§ **Source**
[Cite as State v. Manson, 2025-Ohio-2701.]
COURT OF APPEALS STARK COUNTY, OHIO FIFTH APPELLATE DISTRICT
STATE OF OHIO : JUDGES: : Hon. Craig R. Baldwin, P.J. Plaintiff - Appellee : Hon. Kevin W. Popham, J. : Hon. David M. Gormley, J. -vs- : : RICHARD SCOTT MANSON : Case No. 2024 CA 00205 : Defendant - Appellant : OPINION
CHARACTER OF PROCEEDING: Appeal from the Canton Municipal Court, Case No. 2024 CRB 1598
JUDGMENT: Affirmed
DATE OF JUDGMENT: July 31, 2025
APPEARANCES:
For Plaintiff-Appellee For Defendant-Appellant
Kate M. Lukosavich Donovan R. Hill Assistant Prosecutor 122 Market Ave. N., Suite 101 218 Cleveland Ave. SW Canton, Ohio 44702 Canton, Ohio 44702 Gormley, J.
{¶1} Defendant Richard Manson was found guilty at a jury trial in the Canton
Municipal Court on one misdemeanor charge of failing to comply with a city’s order
directing him to remedy some building-code violations. He has appealed that conviction
to this court, arguing that his trial attorney was ineffective during the jury-selection process
and ought to have sought the removal of two jurors whom Manson claims were biased
against him. Because we see no evidence that any actually biased persons served on
the jury, we now affirm.
The Key Facts
{¶2} Manson owns a home in Canton, Ohio where he has lived continuously
since 2018. In December 2020, a Canton city employee visited Manson’s property and
observed there 18 violations of the city’s building code, including problems with the
house’s spouting, siding, windows, porch fascia, and yard. The employee posted a list of
the code violations on the property, and he also mailed a letter to Manson about the city’s
concerns.
{¶3} Throughout 2022 and 2023, Manson made repairs to the house’s roof,
siding, pipes, front porch, and foundation. Manson did not, however, complete those
repairs, and — by February 2024 — the city still viewed the home as an unsafe structure
because some of the violations had not been corrected.
{¶4} The city filed a criminal complaint against Manson under Canton City Ord.

[Items from a point annotation set]
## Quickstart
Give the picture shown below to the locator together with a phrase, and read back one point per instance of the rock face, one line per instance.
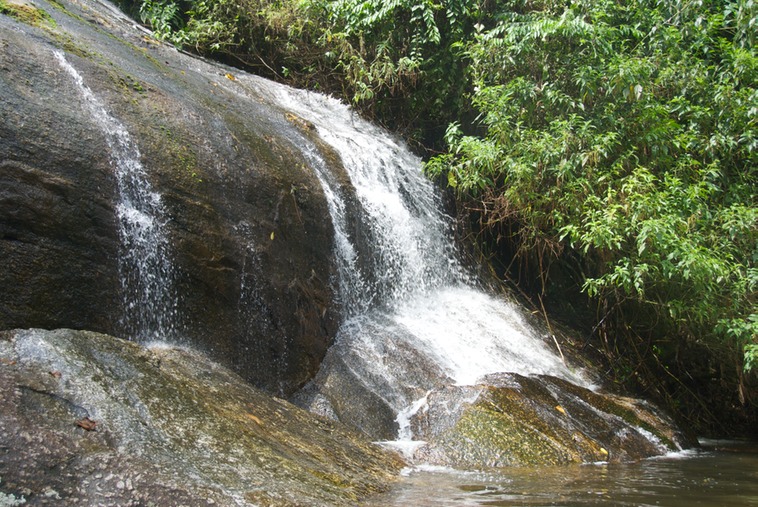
(248, 227)
(513, 420)
(94, 420)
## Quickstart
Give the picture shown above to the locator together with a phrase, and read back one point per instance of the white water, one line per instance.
(146, 273)
(407, 295)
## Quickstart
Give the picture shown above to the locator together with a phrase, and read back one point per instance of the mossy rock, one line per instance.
(526, 421)
(27, 12)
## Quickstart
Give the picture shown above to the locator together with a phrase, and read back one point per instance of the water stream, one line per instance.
(145, 270)
(413, 317)
(722, 473)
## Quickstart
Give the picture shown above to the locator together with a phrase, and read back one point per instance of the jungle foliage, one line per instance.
(614, 141)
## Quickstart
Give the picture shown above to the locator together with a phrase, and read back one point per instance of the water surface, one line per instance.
(720, 474)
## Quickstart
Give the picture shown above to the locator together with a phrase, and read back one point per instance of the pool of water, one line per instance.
(721, 473)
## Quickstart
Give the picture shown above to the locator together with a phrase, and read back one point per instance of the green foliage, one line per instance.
(614, 140)
(624, 135)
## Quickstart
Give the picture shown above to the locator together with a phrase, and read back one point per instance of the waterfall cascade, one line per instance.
(413, 318)
(145, 269)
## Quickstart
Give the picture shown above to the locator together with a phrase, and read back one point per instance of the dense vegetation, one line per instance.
(601, 146)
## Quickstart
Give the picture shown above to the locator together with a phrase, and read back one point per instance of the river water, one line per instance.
(721, 473)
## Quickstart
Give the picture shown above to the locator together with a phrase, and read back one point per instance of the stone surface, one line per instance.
(513, 420)
(89, 419)
(249, 229)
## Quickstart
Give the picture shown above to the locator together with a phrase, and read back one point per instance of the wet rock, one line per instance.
(165, 426)
(513, 420)
(248, 226)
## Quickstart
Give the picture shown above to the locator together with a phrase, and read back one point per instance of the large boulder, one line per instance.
(89, 419)
(249, 238)
(514, 420)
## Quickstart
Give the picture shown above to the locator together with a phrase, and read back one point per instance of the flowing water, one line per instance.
(413, 317)
(145, 269)
(723, 474)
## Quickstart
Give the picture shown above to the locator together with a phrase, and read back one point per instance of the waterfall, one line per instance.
(414, 318)
(145, 270)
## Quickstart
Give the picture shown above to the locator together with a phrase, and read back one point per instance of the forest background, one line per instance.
(602, 156)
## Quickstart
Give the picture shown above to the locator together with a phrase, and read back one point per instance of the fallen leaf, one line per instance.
(87, 424)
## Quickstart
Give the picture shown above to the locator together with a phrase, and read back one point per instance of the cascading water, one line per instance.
(414, 319)
(146, 273)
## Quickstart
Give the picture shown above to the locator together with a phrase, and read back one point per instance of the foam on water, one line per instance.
(145, 270)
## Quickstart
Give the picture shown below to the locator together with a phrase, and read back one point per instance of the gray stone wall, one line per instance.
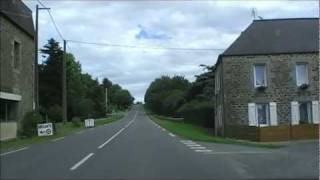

§ **Written problem 1**
Set down, word for word, the passage of the appellate opinion starting at "The Key Facts" and ending at "Canton City Ord.".
§ **Written problem 2**
Write the next part of the appellate opinion, picking up from where it stops.
These items come from a source separate from the appellate opinion.

§ **Expected answer 1**
The Key Facts
{¶2} Manson owns a home in Canton, Ohio where he has lived continuously
since 2018. In December 2020, a Canton city employee visited Manson’s property and
observed there 18 violations of the city’s building code, including problems with the
house’s spouting, siding, windows, porch fascia, and yard. The employee posted a list of
the code violations on the property, and he also mailed a letter to Manson about the city’s
concerns.
{¶3} Throughout 2022 and 2023, Manson made repairs to the house’s roof,
siding, pipes, front porch, and foundation. Manson did not, however, complete those
repairs, and — by February 2024 — the city still viewed the home as an unsafe structure
because some of the violations had not been corrected.
{¶4} The city filed a criminal complaint against Manson under Canton City Ord.

§ **Expected answer 2**
1351.03(L) for failing to comply with a notice of violation. At his jury trial in November
2024, Manson was found guilty on that failure-to-comply charge. He now appeals. Manson Has Not Shown That Jurors 2 and 5 Were Actually Biased Against Him
{¶5} In his sole assignment of error, Manson argues that his trial counsel was
ineffective for failing to rehabilitate or remove during jury selection two prospective jurors
who, according to Manson, were biased against him.
{¶6} The Sixth Amendment, of course, provides that an accused is entitled to the
assistance of counsel in a criminal case. U.S. Const., amend. VI. For a conviction to be
reversed based on a claim of ineffective assistance of counsel, a defendant must first
prove that his or her counsel’s performance was deficient. Strickland v. Washington, 466
U.S. 668, 687 (1984). Next, the defendant must show that he or she was prejudiced by
counsel’s deficient performance. Id. To prove prejudice, the defendant must show that
the attorney’s errors “were so serious as to deprive the defendant of a fair trial, a trial
whose result is reliable.” Id.
{¶7} In describing ineffective-assistance claims that focus on the jury-selection
process, the Supreme Court of Ohio has explained that “‘[f]ew decisions at trial are as
subjective or prone to individual attorney strategy as juror voir dire, where decisions are
often made on the basis of intangible factors.’” State v. Mundt, 2007-Ohio-4836, ¶ 64,
quoting Miller v. Francis, 269 F.3d 609, 620 (6th Cir. 2001). A defendant’s trial counsel
is therefore “in the best position to determine whether any potential juror should be
questioned and to what extent.” State v. Murphy, 91 Ohio St.3d 516, 539 (2001).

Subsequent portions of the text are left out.